Stated problem 1: Return the passage from the reflection on John the Baptist starting with "So, three things" and going on through "coming too.", copied word for word.

Being nice is hardly an epithet appropriate to
John the Baptist – although in John he is more sympathetically portrayed than
in Matthew and Luke – where he utters the immortal words, not normally printed
on evangelistic leaflets, ‘you brood of vipers!’ to the Pharisees that come to
him for baptism.
But let’s give him the benefit of the doubt this Advent and ask what was so memorable about his message, and what can
we take from it for ourselves.
So, three things about John the Baptist and his
message:
1.
He sees himself as preparing the way.
Advent is a time of preparing the way – for Christ to be born amongst us again - and a time to think about his second
coming too.
For John the Baptist, 'preparing the way' was figurative for getting people ready for the coming of the Messiah.
He didn’t go along the path in the desert with a
broom, sweeping the sand off the path so Jesus could walk on by; his
preparation was spiritual.
And it’s the same for us.
In many respects the Christian life is about preparing
the way, year in year out.
What we prepare is our hearts, to receive Christ – as the hymn says ‘where meek souls
will receive him, still the dear Christ enters in.’
So it’s not just at Advent that we prepare our
hearts for Christ – it’s really all year round.
Preparing a
way in your heart for Christ is as good a description of
discipleship as any, in fact.
Here, the heart is the centre of our personality,
the driver of everything we are – ‘man’s entire mental and moral activity, both the
rational and emotional elements. In other words, the heart is used figuratively
for the hidden springs of the personal life’ (from http://www.awakentoprayer.org/heart_in_script.htm).
But what does preparing your heart entail?
This question leads us to the second point about
John the Baptist:
2.
He calls people to repentance.
Because
the best (and in fact the only) way to prepare for Christ is through repentance.
Repentance
is not an entirely easy topic, even for Christians, perhaps especially for
Christians, as we can become overly familiar with the confession we say in
church week by week.
What
does repentance look like for someone who’s been a Christian a long time?
In
some ways, it’s easier to imagine someone who’s been estranged from Christ over
something quite major, coming suddenly to value repentance.
What
of all of the small sinners, who can’t recall the last time they truly felt sorry for anything.
Here
it can be helpful to find a spiritual advisor, someone who knows how to discern
God’s work in your life and who will suggest ways in which the arteries of the
spiritual heart may have got clogged up along the way.
Another
way is to read inspiring literature, to see how someone else a bit further
along the path has grown in the ways of discipleship.
One
such writer for me has been the elderly American pastor Gordon MacDonald, whose book A Resilient Life, really spoke to me this year.
His
description of repentance is apt as we think about John the Baptist, out there
in the desert.
He
writes of a meadow, which he and his wife bought to clear and develop.
First
the meadow needed to be cleared of boulders – these were big things, obvious from the
surface, and a hindrance to planting.
They
were relatively easy to see, and therefore easy to remove.
Then came the middle sized rocks, also fairly easy to see and to remove.
Finally,
there were small pebbles scattered over the meadow – there were more of these, and
they were less serious, but eventually they were cleared too.
He
likens all this to the obvious things in our life that need attention – and the
less obvious things, though still seen by God.
Then
he takes the clearing of the meadow metaphor one stage further.

Data shown:
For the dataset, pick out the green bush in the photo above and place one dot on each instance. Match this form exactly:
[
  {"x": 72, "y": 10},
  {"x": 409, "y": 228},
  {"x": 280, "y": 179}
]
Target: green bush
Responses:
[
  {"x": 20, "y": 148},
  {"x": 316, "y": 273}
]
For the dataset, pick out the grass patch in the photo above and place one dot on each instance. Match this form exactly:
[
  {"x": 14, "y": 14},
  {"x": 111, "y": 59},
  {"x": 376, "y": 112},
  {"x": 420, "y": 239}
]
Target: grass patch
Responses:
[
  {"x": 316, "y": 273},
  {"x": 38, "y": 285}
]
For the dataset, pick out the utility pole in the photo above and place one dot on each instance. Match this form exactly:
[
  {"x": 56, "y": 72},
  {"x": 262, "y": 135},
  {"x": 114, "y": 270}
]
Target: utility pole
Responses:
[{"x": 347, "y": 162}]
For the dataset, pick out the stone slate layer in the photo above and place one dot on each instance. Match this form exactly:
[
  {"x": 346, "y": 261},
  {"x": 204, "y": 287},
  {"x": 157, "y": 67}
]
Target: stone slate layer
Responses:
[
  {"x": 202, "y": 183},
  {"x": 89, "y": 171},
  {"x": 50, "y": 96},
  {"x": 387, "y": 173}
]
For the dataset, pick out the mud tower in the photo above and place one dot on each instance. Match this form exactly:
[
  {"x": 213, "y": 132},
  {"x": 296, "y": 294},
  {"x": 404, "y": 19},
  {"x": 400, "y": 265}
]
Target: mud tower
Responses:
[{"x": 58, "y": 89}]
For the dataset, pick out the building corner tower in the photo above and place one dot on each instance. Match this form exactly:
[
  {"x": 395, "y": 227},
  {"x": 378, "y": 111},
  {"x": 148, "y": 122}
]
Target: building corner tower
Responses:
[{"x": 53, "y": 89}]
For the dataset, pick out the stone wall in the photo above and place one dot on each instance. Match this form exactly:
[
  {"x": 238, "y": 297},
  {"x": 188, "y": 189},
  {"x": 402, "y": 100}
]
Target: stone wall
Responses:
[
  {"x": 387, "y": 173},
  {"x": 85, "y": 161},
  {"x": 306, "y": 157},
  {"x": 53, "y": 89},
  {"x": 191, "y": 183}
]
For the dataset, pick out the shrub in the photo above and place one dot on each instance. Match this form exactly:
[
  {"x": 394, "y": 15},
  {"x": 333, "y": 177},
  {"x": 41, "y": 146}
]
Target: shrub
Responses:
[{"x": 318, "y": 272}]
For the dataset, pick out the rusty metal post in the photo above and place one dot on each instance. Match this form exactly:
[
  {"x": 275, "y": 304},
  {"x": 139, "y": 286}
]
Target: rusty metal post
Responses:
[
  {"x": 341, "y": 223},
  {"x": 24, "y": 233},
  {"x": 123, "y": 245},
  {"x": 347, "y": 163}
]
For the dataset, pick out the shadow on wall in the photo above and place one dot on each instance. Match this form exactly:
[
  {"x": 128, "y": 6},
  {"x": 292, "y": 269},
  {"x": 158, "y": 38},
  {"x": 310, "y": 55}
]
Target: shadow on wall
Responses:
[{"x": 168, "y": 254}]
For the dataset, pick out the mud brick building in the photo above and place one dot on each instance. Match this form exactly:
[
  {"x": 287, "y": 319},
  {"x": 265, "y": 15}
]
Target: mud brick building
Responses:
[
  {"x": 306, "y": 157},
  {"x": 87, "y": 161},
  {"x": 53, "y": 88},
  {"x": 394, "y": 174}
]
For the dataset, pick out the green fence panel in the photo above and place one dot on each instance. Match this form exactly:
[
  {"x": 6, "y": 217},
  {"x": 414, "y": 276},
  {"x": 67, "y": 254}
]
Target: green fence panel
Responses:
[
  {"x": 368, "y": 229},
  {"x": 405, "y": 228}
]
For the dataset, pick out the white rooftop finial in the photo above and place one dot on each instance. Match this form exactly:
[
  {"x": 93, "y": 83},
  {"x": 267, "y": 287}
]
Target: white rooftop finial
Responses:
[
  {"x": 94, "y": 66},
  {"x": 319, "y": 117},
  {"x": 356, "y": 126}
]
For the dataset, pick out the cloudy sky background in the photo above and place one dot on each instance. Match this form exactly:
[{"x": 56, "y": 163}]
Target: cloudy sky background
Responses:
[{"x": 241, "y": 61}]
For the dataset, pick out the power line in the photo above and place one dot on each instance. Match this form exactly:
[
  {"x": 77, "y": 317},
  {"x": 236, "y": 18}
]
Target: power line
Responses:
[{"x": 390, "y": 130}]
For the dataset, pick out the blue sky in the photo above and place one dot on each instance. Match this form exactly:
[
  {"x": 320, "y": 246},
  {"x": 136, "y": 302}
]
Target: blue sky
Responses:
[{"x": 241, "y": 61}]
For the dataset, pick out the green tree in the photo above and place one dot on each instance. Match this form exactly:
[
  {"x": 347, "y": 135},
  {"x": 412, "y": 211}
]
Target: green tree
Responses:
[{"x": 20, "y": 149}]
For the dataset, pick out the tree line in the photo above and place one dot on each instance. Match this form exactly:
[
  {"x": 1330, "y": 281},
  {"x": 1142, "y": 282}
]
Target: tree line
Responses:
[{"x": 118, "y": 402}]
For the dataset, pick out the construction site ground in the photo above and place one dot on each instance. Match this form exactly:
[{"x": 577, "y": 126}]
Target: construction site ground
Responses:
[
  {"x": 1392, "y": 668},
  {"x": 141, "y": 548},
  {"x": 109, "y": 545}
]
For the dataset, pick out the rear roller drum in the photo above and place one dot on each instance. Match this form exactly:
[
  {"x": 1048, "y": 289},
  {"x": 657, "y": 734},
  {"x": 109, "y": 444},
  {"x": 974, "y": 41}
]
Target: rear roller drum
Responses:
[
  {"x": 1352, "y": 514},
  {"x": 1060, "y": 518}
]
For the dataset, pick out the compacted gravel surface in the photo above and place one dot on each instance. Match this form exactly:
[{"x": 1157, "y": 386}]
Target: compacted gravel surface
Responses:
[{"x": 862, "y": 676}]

Stated problem 2: How many lines of the entries contain the string "layer"? Reply with the number alone.

Expected answer 1:
So, three things about John the Baptist and his
message:
1.
He sees himself as preparing the way.
Advent is a time of preparing the way – for Christ to be born amongst us again - and a time to think about his second
coming too.

Expected answer 2: 2